## Source data
○ ○ ○

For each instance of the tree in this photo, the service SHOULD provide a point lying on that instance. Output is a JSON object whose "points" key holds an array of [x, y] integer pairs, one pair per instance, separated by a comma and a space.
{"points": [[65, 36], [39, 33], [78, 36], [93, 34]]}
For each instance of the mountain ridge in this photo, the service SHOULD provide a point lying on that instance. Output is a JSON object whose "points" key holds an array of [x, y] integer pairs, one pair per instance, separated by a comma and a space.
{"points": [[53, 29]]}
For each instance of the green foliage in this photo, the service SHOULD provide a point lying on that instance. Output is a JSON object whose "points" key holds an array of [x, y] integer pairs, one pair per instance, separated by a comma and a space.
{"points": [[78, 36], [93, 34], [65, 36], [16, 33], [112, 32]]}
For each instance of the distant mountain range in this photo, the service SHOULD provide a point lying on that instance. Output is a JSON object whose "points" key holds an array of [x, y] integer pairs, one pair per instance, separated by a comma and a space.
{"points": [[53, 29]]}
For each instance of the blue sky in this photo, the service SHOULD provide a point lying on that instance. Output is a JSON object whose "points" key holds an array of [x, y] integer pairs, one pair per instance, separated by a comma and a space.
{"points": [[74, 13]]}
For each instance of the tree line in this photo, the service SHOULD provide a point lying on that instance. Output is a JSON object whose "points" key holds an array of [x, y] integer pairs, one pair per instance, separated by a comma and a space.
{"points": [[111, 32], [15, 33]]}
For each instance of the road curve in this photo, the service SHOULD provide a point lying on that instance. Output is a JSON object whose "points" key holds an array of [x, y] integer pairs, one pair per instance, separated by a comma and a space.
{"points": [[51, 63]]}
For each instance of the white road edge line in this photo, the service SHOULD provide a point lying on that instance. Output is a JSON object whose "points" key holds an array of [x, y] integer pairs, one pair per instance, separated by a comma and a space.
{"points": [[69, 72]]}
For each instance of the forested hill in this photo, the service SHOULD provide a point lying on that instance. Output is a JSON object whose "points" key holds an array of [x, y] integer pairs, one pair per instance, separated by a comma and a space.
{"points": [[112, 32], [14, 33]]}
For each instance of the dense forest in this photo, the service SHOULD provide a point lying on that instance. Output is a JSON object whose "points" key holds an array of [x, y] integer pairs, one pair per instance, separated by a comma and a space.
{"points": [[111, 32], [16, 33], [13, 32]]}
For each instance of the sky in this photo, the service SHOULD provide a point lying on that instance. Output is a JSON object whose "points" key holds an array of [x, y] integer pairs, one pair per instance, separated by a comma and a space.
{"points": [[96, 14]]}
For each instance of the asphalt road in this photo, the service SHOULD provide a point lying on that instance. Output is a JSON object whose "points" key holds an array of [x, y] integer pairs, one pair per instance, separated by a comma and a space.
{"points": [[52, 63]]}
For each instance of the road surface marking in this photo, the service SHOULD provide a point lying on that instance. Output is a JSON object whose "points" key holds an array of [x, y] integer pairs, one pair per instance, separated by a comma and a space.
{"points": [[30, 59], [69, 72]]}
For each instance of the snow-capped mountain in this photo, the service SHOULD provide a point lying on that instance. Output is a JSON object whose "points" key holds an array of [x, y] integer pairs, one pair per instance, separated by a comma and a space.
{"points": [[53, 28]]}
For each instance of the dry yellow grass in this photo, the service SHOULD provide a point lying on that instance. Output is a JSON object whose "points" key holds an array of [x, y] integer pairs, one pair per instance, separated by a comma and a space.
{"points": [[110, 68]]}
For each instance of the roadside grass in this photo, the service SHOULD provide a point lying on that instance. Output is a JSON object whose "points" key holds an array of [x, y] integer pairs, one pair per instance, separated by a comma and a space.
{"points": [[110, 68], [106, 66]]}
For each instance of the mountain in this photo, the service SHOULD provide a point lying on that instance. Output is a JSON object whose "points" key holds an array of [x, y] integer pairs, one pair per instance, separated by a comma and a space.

○ ○ ○

Could I ask you to return the records exactly and in full?

For each instance of the tree in this photo, the service SHOULD provide a point lying on that instance. Output is a JSON object whose "points" key holds an array of [x, y] integer pairs, one pair per instance, separated by a comma and a space.
{"points": [[65, 36], [39, 33], [78, 36], [93, 34]]}
For each instance of the mountain ridge in this photo, the service SHOULD provide a point lying on that instance. Output is a JSON object whose "points" key holds an array of [x, y] integer pairs, one pair per instance, separated by a comma and a space.
{"points": [[53, 29]]}
For each instance of the green foliage in this photo, the service SHOULD provide a point lying on that instance. Output is a JSON object whose "points" key holds an array of [x, y] integer pairs, one pair per instance, separated by a comma and a space.
{"points": [[78, 36], [93, 34], [65, 36], [16, 33], [112, 32]]}
For each instance of the distant mountain range in this photo, the service SHOULD provide a point lying on that instance. Output is a JSON object whose "points" key holds an array of [x, y] integer pairs, one pair per instance, separated by a comma and a space.
{"points": [[53, 29]]}
For each instance of the blue sky in this photo, the service SHOULD provide a point lying on that instance. Output is a JSON object whose "points" key holds an array of [x, y] integer pairs, one pair per instance, separated by a comma and a space.
{"points": [[74, 13]]}
For each instance of the tree line in this photo, the service SHOULD provide a point lying on that instance. Output is a JSON object whose "points" key holds an array of [x, y] integer pairs, one pair per instance, separated by a comma and a space.
{"points": [[111, 32], [15, 33]]}
For each instance of the road curve in this photo, the service SHOULD provide a point lying on that instance. Output is a JSON object whose "points" key holds an array of [x, y] integer pairs, one pair per instance, separated by a comma and a space.
{"points": [[51, 63]]}
For each instance of the white road edge line in this photo, the service SHOULD provide a point lying on that instance. Output is a JSON object whose "points" key holds an array of [x, y] integer pairs, one pair per instance, separated by a comma and a space.
{"points": [[69, 72]]}
For each instance of the forested hill in this photo, the service SHOULD provide a point lying on that instance. Output is a JSON object whose "points" key holds an array of [x, y] integer pairs, one pair per instance, separated by a comma and a space.
{"points": [[112, 32], [14, 33]]}
For each instance of the dense forest in this photo, the service SHOULD provide a point lying on that instance. Output is a JSON object whose "points" key holds an array of [x, y] integer pairs, one pair per instance, separated by a comma and a space.
{"points": [[111, 32], [16, 33], [13, 32]]}
For each instance of the sky in this photo, the service SHOULD provide a point lying on that instance. Output is a JSON object whose "points" key holds an array of [x, y] integer pairs, one pair per instance, separated by a comma and a space.
{"points": [[96, 14]]}
For each instance of the asphalt road in this photo, the service SHOULD provide a point lying on that instance. Output is a JSON object whose "points" key holds an array of [x, y] integer pairs, one pair per instance, separated by a comma and a space.
{"points": [[52, 63]]}
For each instance of the road surface marking in this photo, the service SHOULD provide a point lying on that instance. Output is a JSON object whose "points" key holds an array of [x, y] integer pairs, one pair per instance, separated by a comma and a space.
{"points": [[30, 59], [69, 72]]}
For each instance of the snow-capped mountain in this photo, the service SHOULD provide a point lying on that instance. Output is a JSON object whose "points" key holds an array of [x, y] integer pairs, one pair per instance, separated by a comma and a space.
{"points": [[53, 28]]}
For each instance of the dry yellow grass in this photo, the service SHOULD provide a point lying on that instance. Output is a JSON object whose "points" key holds an array of [x, y] integer pairs, one pair per instance, separated by a comma and a space.
{"points": [[110, 68]]}
For each instance of the roadside grass in this photo, the service SHOULD provide a point lying on that instance. Output is a JSON object whose "points" key holds an array of [x, y] integer pairs, one pair per instance, separated by a comma and a space.
{"points": [[110, 68], [106, 66]]}
For each instance of the mountain in this photo, the service SHOULD provide a point lying on that instance. Output is a JSON object whose "points" key holds an array of [x, y] integer pairs, one pair per instance, separated by a comma and a space.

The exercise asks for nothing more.